Déjà, remarquez la couverture. le nom de famille de l'auteur est bien plus gros que le titre même de l'oeuvre. Comme si la notoriété de
Maurice Druon (ministre, coauteur du Chant des partisans, membre de cette maison de retraite d'élite que l'on nomme l'académie française...) était plus importante que la qualité du bouquin.
Or donc, alors qu'il est en train de cuire à petit feu sur son bûcher, Jacques de Molay, grand maître de l'ordre des templiers, lance une malédiction sur Philippe le Bel et sa descendance. Et comme par hasard, le roi et ses successeurs vont effectivement tous y passer dans les années suivantes. C'est donc la valse des rois de France entre maladie et empoisonnements. le cycle raconte cette succession d'accidents plus ou moins hasardeux qui vont mettre le trône à mal entre 1314 et 1342. Mais le récit est également centré sur la vie de Robert d'Artois, un personnage pantagruélique qui est toujours plus ou moins témoins de ces étapes importantes de l'histoire de France.
Le problème avec
Les rois maudits, c'est le mélange des genres. C'est à la fois un livre d'histoire qui donne un tombereau de données sur cette période troublée et un roman qui veut raconter un drame. le hic, c'est que qu'en voulant courir après deux lièvres en même temps, le cycle est bancal.
Druon alterne l'énonciation pompeuse de faits historique avec des passages romancés, et le mariage des deux ne fonctionne pas. Par moment, il se met à donner des détails insignifiants comme le salaire précis des soldats de l'ost royal, à d'autres il raconte pendant de longues pages insipides la romance d'un banquier lombard avec une jeune noble de province. Ce grand écart constant rend la construction très branlante.
Qui plus est,
Druon est capable d'asséner des grandes phrases pontifiantes sur la royauté, la grandeur d'une nation et le destin. C'est lourdingue. Il a beau décrire une famille royale corrompue et viciée, il est fasciné par cette soi-disant sublimité. Difficile de ne pas remarquer l'ombre pesante du gaullisme de l'auteur dans cette manière de décrire les grands hommes.

○ ○ ○ ○

**Travail demandé**
Pourriez-vous poursuivre la critique des Rois maudits de Maurice Druon à partir de sa dernière phrase ? Le matériau présenté ensuite ne joue ici aucun rôle.

○ ○ ○ ○

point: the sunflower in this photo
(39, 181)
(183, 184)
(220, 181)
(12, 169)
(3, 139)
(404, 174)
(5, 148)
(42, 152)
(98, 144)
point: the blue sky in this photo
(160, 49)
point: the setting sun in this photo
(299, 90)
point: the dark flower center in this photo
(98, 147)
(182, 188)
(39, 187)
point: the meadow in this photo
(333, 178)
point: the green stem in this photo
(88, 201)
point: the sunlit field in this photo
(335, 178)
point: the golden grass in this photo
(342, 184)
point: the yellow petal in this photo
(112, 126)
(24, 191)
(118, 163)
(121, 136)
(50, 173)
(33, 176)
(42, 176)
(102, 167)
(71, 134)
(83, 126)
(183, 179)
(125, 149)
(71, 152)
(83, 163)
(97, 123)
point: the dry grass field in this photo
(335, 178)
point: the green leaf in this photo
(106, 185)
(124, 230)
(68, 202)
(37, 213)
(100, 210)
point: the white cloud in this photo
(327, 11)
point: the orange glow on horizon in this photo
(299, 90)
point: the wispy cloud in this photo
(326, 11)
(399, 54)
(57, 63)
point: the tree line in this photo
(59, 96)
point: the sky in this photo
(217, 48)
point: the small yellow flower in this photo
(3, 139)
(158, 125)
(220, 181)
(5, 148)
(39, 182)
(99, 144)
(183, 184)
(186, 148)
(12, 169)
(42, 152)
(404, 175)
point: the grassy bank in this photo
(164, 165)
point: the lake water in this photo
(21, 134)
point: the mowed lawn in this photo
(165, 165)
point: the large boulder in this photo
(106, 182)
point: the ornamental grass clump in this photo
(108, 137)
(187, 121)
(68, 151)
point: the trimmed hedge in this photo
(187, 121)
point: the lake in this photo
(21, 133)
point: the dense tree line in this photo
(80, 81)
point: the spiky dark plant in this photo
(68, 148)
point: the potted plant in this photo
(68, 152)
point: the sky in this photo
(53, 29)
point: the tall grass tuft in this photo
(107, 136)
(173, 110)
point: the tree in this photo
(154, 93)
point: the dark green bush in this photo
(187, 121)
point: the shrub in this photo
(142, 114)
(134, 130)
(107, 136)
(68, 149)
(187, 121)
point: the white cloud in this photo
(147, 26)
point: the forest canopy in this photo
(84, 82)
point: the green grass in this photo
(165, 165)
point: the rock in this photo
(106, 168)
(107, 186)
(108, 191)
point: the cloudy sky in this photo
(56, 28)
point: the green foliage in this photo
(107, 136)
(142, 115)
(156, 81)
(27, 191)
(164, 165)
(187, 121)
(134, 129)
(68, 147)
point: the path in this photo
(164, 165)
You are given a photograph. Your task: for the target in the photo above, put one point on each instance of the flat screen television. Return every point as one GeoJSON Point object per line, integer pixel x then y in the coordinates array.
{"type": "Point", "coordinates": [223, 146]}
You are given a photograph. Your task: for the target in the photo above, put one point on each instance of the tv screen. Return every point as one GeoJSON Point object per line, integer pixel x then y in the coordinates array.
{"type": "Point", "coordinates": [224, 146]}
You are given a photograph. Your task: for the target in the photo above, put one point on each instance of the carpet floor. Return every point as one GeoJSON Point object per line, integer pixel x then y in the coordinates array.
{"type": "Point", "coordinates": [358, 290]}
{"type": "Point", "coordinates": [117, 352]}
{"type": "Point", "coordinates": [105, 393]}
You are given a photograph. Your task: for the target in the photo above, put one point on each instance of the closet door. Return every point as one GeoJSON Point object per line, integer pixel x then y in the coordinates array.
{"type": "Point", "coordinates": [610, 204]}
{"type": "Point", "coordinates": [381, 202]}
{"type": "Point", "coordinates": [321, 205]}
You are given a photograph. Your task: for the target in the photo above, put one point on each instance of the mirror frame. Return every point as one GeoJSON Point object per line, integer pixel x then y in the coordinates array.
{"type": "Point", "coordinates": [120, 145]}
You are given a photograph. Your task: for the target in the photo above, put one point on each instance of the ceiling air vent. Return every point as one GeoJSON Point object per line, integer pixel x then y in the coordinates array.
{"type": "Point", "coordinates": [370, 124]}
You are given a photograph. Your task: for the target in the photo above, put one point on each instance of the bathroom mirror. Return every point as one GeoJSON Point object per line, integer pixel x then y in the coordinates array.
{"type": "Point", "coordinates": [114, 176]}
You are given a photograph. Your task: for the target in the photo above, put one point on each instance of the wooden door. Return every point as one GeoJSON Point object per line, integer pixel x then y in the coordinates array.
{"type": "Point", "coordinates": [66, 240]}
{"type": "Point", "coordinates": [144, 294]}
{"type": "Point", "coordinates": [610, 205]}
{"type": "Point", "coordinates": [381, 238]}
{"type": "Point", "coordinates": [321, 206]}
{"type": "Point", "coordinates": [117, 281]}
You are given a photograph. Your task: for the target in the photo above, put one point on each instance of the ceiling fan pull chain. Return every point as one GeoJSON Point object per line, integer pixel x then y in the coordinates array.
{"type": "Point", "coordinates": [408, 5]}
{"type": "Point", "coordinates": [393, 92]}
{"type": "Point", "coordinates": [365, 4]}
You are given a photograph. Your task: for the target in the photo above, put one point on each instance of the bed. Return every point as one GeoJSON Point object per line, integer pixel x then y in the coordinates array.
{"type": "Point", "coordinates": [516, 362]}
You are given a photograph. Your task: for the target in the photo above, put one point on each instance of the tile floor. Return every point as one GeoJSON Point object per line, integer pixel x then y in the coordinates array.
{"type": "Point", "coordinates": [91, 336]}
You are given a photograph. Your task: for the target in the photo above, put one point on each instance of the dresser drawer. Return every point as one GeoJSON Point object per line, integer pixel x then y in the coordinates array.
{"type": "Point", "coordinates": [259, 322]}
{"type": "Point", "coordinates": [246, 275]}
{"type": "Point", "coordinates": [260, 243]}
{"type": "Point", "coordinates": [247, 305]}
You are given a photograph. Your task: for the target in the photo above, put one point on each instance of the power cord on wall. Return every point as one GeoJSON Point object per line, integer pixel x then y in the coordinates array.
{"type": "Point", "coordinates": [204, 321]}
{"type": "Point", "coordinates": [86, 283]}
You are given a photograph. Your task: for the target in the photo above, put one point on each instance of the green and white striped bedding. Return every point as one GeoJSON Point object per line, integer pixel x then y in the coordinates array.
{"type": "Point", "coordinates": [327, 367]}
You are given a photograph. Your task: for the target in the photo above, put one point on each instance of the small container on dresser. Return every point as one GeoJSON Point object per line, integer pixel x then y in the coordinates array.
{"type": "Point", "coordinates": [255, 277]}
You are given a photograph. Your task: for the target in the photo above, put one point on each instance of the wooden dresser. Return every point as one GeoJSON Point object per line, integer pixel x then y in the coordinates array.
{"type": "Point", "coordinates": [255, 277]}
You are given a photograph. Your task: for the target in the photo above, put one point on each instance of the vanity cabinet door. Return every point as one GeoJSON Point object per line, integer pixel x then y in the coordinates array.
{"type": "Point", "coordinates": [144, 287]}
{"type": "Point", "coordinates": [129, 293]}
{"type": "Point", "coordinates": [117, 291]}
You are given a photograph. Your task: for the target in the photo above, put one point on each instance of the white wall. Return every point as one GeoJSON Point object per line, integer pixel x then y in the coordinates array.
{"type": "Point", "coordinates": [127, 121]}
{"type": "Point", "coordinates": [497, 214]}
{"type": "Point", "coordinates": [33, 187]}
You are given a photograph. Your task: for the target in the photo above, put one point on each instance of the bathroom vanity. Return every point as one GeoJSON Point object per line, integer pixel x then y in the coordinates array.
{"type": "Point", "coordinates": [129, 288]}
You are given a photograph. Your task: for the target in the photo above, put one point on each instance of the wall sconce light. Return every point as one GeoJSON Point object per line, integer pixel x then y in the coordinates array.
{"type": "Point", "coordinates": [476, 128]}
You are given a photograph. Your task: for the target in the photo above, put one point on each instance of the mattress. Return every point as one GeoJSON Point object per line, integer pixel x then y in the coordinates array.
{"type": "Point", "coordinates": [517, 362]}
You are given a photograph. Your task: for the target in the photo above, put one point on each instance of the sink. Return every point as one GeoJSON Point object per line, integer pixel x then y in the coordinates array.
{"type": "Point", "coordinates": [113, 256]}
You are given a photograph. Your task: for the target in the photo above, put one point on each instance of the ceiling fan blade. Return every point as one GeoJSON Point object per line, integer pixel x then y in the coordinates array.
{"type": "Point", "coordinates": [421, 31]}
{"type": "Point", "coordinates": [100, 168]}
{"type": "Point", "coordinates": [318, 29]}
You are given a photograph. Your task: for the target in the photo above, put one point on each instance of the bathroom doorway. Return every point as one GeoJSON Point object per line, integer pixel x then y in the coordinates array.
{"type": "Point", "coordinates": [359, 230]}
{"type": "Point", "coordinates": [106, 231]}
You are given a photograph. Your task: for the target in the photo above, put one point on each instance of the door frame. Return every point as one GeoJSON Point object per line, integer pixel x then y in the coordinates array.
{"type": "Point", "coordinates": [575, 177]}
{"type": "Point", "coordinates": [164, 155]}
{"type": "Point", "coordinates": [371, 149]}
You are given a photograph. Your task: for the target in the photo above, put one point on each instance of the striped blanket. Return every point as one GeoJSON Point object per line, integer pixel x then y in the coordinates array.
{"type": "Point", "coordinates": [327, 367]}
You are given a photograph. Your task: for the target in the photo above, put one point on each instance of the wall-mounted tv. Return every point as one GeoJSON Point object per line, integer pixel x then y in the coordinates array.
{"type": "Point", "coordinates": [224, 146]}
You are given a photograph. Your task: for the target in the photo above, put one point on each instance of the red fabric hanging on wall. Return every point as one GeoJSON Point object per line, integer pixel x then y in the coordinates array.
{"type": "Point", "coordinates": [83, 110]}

○ ○ ○ ○

**Réponse attendue**
Comparé à l'aune de la première trilogie fantasy venue,
Les rois maudits forme une longue série de 6 romans (car personne ne lit sérieusement le 7e volume qui n'est que du remplissage) très bavards qui veulent à la fois raconter le destin des rois de France, la vie tumultueuse de Robert d'Artois et les amours d'un lombard. le tout en basant l'intrigue principale sur une prophétie en forme de malédiction. Pas terrible. Inutile de dire que je me suis plusieurs fois embourbé dans le texte.
Qui plus est, comme les rois meurent à un rythme soutenu, impossible pour l'auteur de donner un semblant de véracité psychologique dans le portrait qu'il dresse du bonhomme. À peine on commence à comprendre les motivations d'un roi qu'il y passe pour laisser sa place au suivant. du coup c'est une farandole de portraits assez légers. Étrangement, on en sait plus sur les personnages secondaires qui survivent au 6 volumes.
J'ai vraiment eu l'impression de lire le cours magistral d'un universitaire plus que des romans marquants de la littérature française. C'est d'autant plus dommage que les tribulations de Robert d'Artois sont elles passionnantes. J'aurais adoré lire un unique roman basé sur la vie de cet ogre qui aurait pu, en toile de fond, raconter la chute des rois. Mais en l'état,
Les rois maudits c'est 1 600 pages bourrées de notes historiques et animées par une langue ampoulée. C'est hallucinant comme 60 ans après leur publication,
Les rois maudits ne correspondent plus à ce que l'on attend de l'Histoire et de la littérature.